Locate the line with "Practice step: locate the wristwatch" in the material. Copy that line and each one after it, through the last, exactly and with nothing else.
[start]
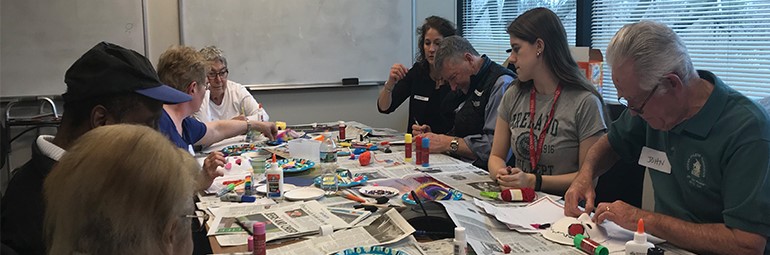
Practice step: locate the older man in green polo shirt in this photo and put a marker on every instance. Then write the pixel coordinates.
(707, 148)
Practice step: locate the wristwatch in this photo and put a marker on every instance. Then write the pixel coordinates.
(454, 145)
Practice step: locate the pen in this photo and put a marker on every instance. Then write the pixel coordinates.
(240, 224)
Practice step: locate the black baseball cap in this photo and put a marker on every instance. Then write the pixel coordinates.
(108, 69)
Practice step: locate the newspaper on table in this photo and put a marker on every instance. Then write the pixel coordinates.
(292, 220)
(470, 181)
(486, 235)
(387, 229)
(541, 211)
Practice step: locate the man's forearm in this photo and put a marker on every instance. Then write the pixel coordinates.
(599, 158)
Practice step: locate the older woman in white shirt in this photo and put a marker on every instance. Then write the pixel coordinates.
(226, 99)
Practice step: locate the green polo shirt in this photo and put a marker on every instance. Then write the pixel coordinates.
(720, 161)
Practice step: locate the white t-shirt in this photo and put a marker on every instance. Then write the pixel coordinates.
[end]
→ **Correct output**
Practice step: locate the wristwatch in this photo and put a marker on every instance. Then write the pixel coordinates.
(454, 145)
Practice step: locate the pen in this photo and put a marker on every instance. Then write the pixel coordinates.
(240, 224)
Practice step: locate the black baseball cap in this photo and put a marker on every instance. Then write the pixel coordinates.
(108, 69)
Practice step: locate the newspaper on table in this photo and put a marker on every instance. Then write the pixel coordinates.
(292, 220)
(470, 181)
(486, 235)
(387, 229)
(541, 211)
Practice step: locate the man's forearm in this photo and put a marker on every instance. Then write the pixel coordinates.
(599, 158)
Practice step: locate the older woman in white shirt in this photo and put a marker on every instance. Then write the pixel coordinates.
(226, 99)
Practice step: locate the green polo shirt in this photo and put a marker on every instance. Then write the pixel coordinates.
(720, 161)
Practice step: locate the white t-shirt in this photo and put a marker on every instance. Then write the pixel coordinates.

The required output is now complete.